* WHAT YOU ARE ASKED TO DO: Nothing but the lines from the one containing "Target: stadium wall" to the end of the data should be returned, each exactly as written.

* Stored data entries:
========
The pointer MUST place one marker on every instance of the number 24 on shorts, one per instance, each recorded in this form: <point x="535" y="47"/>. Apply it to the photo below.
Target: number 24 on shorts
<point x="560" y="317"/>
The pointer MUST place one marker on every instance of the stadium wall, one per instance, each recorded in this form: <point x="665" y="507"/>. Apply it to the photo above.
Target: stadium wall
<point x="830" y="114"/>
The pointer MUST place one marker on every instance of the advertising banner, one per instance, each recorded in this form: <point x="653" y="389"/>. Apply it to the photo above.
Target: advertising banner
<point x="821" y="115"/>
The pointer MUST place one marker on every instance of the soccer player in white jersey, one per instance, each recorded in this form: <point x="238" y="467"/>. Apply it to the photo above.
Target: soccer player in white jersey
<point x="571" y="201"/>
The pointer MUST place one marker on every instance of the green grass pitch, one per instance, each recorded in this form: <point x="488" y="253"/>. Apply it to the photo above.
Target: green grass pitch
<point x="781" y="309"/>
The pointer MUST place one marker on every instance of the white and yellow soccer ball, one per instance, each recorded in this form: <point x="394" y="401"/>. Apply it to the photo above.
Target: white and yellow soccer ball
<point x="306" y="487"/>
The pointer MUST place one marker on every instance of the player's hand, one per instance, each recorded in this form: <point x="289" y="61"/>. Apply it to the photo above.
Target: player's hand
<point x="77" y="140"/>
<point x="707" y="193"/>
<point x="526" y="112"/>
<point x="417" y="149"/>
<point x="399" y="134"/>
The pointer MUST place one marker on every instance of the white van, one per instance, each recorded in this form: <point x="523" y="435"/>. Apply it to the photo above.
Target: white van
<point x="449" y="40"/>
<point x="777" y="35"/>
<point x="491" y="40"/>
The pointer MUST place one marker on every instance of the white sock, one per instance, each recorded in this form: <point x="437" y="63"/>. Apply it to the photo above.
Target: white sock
========
* WRITTEN SOLUTION:
Target: stadium wall
<point x="830" y="114"/>
The pointer MUST place one marker on every instance of the advertising banner, one per instance, each recorded in this form: <point x="653" y="389"/>. Apply it to the photo above.
Target: advertising banner
<point x="821" y="115"/>
The pointer MUST place one marker on every instance of the soccer player in white jersey, one per instance, each recorded in this form: <point x="238" y="467"/>. Apply it to the photo above.
Target: soccer player in white jersey
<point x="571" y="201"/>
The pointer MUST place one marker on every instance of the green grass pitch, one per instance, each recorded in this form: <point x="488" y="253"/>. Apply it to the photo above.
Target: green grass pitch
<point x="781" y="309"/>
The pointer MUST place one marker on every instance of the white and yellow soccer ball, one per instance, each recorded in this form: <point x="394" y="401"/>. Apply it to the photo above.
Target: white and yellow soccer ball
<point x="306" y="487"/>
The pointer MUST place one marker on every instance of the player's hand, one per instance, each recorded in this form: <point x="289" y="61"/>. Apply it to the photo above.
Target: player's hand
<point x="77" y="140"/>
<point x="707" y="193"/>
<point x="526" y="112"/>
<point x="417" y="149"/>
<point x="399" y="134"/>
The pointer MUST place one marker on every instance of the white van, one per instance, each recorded in this form: <point x="523" y="435"/>. Apply it to the photo above.
Target: white van
<point x="449" y="40"/>
<point x="777" y="35"/>
<point x="491" y="40"/>
The pointer MUST place one marker on every instance of the white sock, one per instance, each recorded in this form: <point x="437" y="63"/>. Apply it to the photo above.
Target: white sock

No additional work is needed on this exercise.